= ARBEITSAUFTRAG =
Extrahiere aus dem Text über die Träger und Unterzüge des Holzbaus den Abschnitt wortgetreu, beginnend mit „Im Hallenanbau mit“ und fortlaufend bis einschließlich „aufgeschraubt wurden, her.“.

= QUELLDOKUMENT =
###

Auf den Fassadenstützen liegen in den Regelgeschossen 52 cm hohe und 25,5 cm breite BauBuche-Träger auf. Seitlich mit Schraubenpressklebung befestigte BauBuche-Anleimer (6 cm x 12 cm) dienen als Auflager für die BSH-Elemente der HBV-Decken. Als Maßnahme gegen ein Verdrehen unter hohem Lasteintrag dienen im Abstand von jeweils 1 m sowie beidseitig der Stützen eingelegte Bewehrungseisen (2 cm Durchmesser, 1,50 m Länge). Diese sind mit Kopfplatten (110 x 110 x 15 mm) und Schrauben an den Trägeraußenseiten fixiert und verbinden diese mit dem Aufbeton. Die Randträger unterhalb der Attika weisen aufgrund der höheren Belastung größere Dimensionen (bis zu 96 cm x 31,5 cm) auf und sind in Teilbereichen zudem mit einer Überhöhung von 15 mm gefertigt worden.

In Gebäudemitte sind die Unterzüge mit Regelhöhen von 65 cm bei 31,5 cm Breite dimensioniert, in weniger belasteten Bereichen genügen 40 cm Höhe bei 31,5 cm Breite. Als Auflager für die liegenden BSH-Elemente dienen 20 cm x 6,5 cm tiefe Ausklinkungen in den oberen Randbereichen. Zur Fügung wurde 8 mm Bautoleranz eingeplant, zur Abdichtung des Fließmörtels 8 mm Kompriband. Der Fließmörtel dient wiederum dazu, eine kraftschlüssige Deckenkonstruktion herzustellen. So konnte die HBV-Decke als Durchlaufträger-System berechnet werden.

                                                          

Im Hallenanbau mit den hier vorherrschenden Spannweiten von bis zu 11,80 m kommen die 31,50 cm breiten Unterzüge mit einer Höhe von 84 cm sowie einer Überhöhung von 25 mm zum Einsatz, und konnten im Verbund mit dem Aufbeton zudem als T-Träger berechnet werden. Den Verbund stellen Stahlschubnocken mit Kopfbolzen, die auf die Träger aufgeschraubt wurden, her.

An den Knotenpunkten Stütze/durchlaufender Unterzug erhielten die Unterzüge im Bereich der Stützen durchgesteckte Rundstähle. In Kombination mit Lastverteilungsplatten am Stützenfuß bzw. Stützenkopf konnten die Vertikallasten ohne Querpressung der Holzfasern der Unterzüge direkt von Stütze zu Stütze durchgeleitet werden. Je nach Lasteintrag verbinden ein, zwei oder drei Vollstahlrundprofile mit 80 mm Durchmesser jede Stütze über Kopf- und Fußplatten (d = 30 mm) mit dem entsprechenden Unterzug. Die Länge der Rundstähle berücksichtigt dort, wo HBV-Decken von Unterzug zu Unterzug spannen, auch die Höhe des Aufbetons der späteren HBV-Decke, so dass sie im Holzrohbau jeweils 12 cm über die Unterzüge überstehen.

###

= ANGEZEIGTE DATEN =
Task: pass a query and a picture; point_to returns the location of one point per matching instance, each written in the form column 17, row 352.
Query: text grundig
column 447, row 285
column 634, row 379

###

= ERWARTETE ANTWORT =
Im Hallenanbau mit den hier vorherrschenden Spannweiten von bis zu 11,80 m kommen die 31,50 cm breiten Unterzüge mit einer Höhe von 84 cm sowie einer Überhöhung von 25 mm zum Einsatz, und konnten im Verbund mit dem Aufbeton zudem als T-Träger berechnet werden. Den Verbund stellen Stahlschubnocken mit Kopfbolzen, die auf die Träger aufgeschraubt wurden, her.